Más sobre mis abuelos y mis padres... crisol de culturas

Por allí del verano de 2006, sentados en el jardín de la casa de mis abuelos en la costa dálmata de Croacia, mi abuelo nos platicaba a Lizette y a mí las mismas historias que le escuchaba yo sentado en esa misma terraza, pero varios años antes. Narró que, habiendo sido educados en el espíritu liberal de su padre (y mi bisabuelo), abogado de la pequeña ciudad eslovena de Černomel que se había mudado a la un tanto más grande ciudad eslovena de Novo Mesto en la década de los veinte para formar allí su familia junto a mi bisabuela Marija, mi abuelo y sus dos hermanos mayores decidieron unirse a las primeras brigadas de resistencia eslovenas que operaban aún sin mayor organización real, inmediatamente después de la invasión fascista italiana, en esa primera mitad de 1941.

Las células de resistencia trabajaban en la absoluta clandestinidad y se dedicaban a realizar pintas en las paredes de las ciudades, a imprimir periódicos clandestinos y planear actos de subversión en contra del ocupante. En una de estas acciones, internados en el bosque, el hermano mayor de mi abuelo (cuyo nombre, Marijan, porta hoy en día mi padre) resbaló y calló unos cinco metros al fondo de un pozo. Justo en medio de la operación de rescate, los sorprendió un agrupamiento de soldados italianos. Todos los jóvenes, incluídos mi abuelo y el hermano que le seguía en edad, Dušan, fueron arrestados y llevados a una cárcel italiana de Lombardía. Al hermano mayor de ambos lo dejaron condenado a morirse en el fondo del pozo en aquel bosque.

##############################

### Consigna 1
Formatea como CSV de dos columnas, "tarea" y "valor", el tramo del listado que va desde la línea que contiene "Return an outline for every instance of the blue" hasta la que contiene "M14 38L56 34L100 18L100 0L0 0L0 28Z", ambas incluidas. Pon una fila por cada texto con su respuesta, cada uno en un campo entre comillas y con los saltos de línea convertidos en espacios.

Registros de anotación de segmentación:
##############################

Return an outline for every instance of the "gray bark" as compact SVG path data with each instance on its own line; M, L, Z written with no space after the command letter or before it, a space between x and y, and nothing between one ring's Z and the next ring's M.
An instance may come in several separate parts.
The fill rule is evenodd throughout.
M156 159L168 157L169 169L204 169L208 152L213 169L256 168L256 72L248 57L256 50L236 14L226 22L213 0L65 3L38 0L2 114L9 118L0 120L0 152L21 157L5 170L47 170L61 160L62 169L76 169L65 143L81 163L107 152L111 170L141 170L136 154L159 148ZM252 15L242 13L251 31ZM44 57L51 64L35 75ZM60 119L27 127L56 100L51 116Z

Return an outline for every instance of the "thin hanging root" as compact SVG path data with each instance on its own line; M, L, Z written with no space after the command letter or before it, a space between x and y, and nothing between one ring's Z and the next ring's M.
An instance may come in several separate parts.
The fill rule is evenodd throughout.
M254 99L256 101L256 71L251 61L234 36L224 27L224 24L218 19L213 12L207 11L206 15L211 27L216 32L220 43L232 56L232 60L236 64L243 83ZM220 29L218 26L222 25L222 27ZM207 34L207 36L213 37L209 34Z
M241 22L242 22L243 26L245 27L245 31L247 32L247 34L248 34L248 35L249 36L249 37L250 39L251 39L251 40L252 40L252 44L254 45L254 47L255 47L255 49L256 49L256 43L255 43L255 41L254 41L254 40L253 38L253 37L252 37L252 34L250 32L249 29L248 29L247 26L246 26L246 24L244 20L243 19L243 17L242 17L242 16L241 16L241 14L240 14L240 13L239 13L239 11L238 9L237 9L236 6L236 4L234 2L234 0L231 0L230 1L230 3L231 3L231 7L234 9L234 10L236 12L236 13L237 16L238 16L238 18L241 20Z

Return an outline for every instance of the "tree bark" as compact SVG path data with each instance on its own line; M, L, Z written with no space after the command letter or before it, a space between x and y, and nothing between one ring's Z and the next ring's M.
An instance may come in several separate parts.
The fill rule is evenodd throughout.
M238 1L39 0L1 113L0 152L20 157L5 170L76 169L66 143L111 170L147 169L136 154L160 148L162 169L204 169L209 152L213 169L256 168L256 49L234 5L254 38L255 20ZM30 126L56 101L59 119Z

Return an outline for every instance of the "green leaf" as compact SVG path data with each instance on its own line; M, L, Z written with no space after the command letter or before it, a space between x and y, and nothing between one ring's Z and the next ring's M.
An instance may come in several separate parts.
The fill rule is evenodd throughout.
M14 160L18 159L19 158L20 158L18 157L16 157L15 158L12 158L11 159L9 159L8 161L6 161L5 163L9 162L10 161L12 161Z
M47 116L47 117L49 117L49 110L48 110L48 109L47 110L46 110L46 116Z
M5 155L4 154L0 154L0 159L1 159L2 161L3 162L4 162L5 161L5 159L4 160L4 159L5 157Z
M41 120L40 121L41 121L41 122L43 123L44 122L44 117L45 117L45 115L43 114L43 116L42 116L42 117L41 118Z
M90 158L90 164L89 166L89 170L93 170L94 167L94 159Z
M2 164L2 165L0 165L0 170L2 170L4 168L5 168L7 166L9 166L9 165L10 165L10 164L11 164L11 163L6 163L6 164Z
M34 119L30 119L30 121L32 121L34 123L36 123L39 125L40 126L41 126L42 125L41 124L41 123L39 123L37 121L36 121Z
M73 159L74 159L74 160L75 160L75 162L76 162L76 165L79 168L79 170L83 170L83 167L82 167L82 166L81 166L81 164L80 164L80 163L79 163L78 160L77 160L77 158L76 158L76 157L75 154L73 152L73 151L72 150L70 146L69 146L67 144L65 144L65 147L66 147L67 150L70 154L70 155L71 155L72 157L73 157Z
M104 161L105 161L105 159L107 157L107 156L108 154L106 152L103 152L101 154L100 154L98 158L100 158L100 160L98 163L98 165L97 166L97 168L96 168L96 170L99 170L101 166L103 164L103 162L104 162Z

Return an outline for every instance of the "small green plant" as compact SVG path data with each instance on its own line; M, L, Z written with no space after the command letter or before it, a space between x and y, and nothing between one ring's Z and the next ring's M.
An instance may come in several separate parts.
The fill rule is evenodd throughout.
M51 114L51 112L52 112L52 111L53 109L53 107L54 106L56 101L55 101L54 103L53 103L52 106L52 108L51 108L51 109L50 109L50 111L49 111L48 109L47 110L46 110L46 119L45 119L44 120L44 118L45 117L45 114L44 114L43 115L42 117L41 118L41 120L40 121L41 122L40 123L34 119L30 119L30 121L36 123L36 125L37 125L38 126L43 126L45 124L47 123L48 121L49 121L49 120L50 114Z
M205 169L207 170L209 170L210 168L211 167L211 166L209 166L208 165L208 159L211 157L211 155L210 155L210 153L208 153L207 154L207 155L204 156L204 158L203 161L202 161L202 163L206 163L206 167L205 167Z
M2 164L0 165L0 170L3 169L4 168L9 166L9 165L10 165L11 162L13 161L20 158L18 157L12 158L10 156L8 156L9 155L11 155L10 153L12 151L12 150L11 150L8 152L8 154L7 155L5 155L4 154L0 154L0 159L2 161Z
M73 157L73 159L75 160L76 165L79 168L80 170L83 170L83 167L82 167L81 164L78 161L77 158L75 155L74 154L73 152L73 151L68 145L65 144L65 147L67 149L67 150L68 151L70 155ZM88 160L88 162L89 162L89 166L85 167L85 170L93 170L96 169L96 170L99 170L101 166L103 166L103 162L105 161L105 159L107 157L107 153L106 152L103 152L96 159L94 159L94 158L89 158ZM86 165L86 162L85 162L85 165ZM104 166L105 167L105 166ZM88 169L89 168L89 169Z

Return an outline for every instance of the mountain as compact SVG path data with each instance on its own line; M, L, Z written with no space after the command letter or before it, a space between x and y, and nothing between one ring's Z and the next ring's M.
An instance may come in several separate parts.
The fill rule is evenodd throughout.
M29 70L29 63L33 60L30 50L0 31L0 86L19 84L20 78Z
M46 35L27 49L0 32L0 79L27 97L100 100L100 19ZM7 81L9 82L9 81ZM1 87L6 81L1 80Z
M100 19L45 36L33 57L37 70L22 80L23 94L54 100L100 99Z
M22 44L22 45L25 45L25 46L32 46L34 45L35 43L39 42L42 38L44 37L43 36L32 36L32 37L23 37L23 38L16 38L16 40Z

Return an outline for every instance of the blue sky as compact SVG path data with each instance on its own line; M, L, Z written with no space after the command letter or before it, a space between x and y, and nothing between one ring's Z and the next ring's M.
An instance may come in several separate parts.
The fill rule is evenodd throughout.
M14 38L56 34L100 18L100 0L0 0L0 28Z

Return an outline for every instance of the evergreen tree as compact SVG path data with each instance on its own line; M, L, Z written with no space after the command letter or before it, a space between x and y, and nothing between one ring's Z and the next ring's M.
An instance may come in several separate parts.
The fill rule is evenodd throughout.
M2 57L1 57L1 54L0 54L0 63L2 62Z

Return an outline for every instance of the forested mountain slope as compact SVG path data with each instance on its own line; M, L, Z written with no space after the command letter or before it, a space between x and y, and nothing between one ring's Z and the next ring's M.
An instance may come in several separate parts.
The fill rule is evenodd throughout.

##############################

### Consigna 2
Reescribe el pasaje del relato sobre los abuelos comprendido entre "Por allí del" y "mitad de 1941.", ambos incluidos, cambiando "Novo Mesto" por "Liubliana".

### Respuesta correcta 1
tarea,valor
"Return an outline for every instance of the blue sky as compact SVG path data with each instance on its own line; M, L, Z written with no space after the command letter or before it, a space between x and y, and nothing between one ring's Z and the next ring's M. An instance may come in several separate parts. The fill rule is evenodd throughout.","M14 38L56 34L100 18L100 0L0 0L0 28Z"

### Respuesta correcta 2
Por allí del verano de 2006, sentados en el jardín de la casa de mis abuelos en la costa dálmata de Croacia, mi abuelo nos platicaba a Lizette y a mí las mismas historias que le escuchaba yo sentado en esa misma terraza, pero varios años antes. Narró que, habiendo sido educados en el espíritu liberal de su padre (y mi bisabuelo), abogado de la pequeña ciudad eslovena de Černomel que se había mudado a la un tanto más grande ciudad eslovena de Liubliana en la década de los veinte para formar allí su familia junto a mi bisabuela Marija, mi abuelo y sus dos hermanos mayores decidieron unirse a las primeras brigadas de resistencia eslovenas que operaban aún sin mayor organización real, inmediatamente después de la invasión fascista italiana, en esa primera mitad de 1941.